----- PAGE

Optimizing Custom SQL for Tableau

Have you ever encountered a project that requires you to join and query several tables to feed into a dashboard, but due to various limitations (i.e., database permissions, ETL capability, processing, etc.), it has to be done using custom SQL in Tableau?

Hopefully, you don’t run into this scenario because joining and querying multiple tables in Tableau using custom SQL is not recommended due to its impact on performance. Still, if you ever do, I’ve compiled some tips and tricks to help you effectively build and implement your custom SQL in Tableau with minimal impact on performance and processing.

In this blog, we will cover effective strategies for optimizing Custom SQL queries in Tableau to enhance your performance and streamline data visualization. These strategies will range from ways to reduce the size of your data, to your query structure. In each section, you will find examples that demonstrate how to implement each strategy and drive the desired outcome. Hopefully these tips and examples will give you a kick start in your SQL optimization journey.

Tip 1: Only Bring in the Data you Need

An excellent first step to optimizing your query is removing the data you don’t need.

Refine what you’re bringing in, starting with the FROM clause; the FROM clause is the first part of the executed query, as per the standard SQL execution order. This means that if JOINS are present in your query, the FROM clause will be the first part read.

So let’s use an example: say your goal is to join the tables order and detail from a database called db, and you’re using the field sku to join the two tables. While the detail table below shows 9 columns, this table has 100 columns total, with the visual-only showing the first 9 columns.

----------

# [PROBLEM DETAILS]
In the article on optimizing custom SQL for Tableau, which clause is the first part of the executed query under the standard SQL execution order?

----- SUPPLIED DATA

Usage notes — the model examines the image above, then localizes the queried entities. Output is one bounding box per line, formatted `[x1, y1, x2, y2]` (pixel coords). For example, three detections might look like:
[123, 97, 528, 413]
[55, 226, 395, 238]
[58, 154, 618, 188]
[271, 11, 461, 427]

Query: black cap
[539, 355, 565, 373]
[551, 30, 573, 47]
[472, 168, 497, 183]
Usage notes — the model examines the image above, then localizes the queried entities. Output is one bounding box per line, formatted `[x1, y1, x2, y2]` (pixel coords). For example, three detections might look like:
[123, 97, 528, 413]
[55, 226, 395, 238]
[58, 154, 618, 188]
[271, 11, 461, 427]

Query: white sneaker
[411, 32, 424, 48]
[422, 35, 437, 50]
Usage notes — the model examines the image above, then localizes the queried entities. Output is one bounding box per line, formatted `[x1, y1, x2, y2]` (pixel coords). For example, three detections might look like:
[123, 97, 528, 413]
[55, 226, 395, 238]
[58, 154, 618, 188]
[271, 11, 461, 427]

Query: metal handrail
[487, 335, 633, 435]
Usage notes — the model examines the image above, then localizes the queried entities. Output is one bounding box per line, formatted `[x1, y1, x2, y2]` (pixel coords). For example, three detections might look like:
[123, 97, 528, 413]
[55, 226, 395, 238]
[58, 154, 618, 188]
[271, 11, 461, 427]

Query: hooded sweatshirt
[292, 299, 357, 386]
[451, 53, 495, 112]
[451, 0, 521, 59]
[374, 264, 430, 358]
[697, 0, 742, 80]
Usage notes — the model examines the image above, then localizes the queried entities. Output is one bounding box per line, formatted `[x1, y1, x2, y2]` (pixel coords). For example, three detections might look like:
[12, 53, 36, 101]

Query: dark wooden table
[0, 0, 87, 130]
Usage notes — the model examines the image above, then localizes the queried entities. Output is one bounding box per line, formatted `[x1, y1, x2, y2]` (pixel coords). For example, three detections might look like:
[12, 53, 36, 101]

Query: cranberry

----------

# [WORKED SOLUTION]
The FROM clause.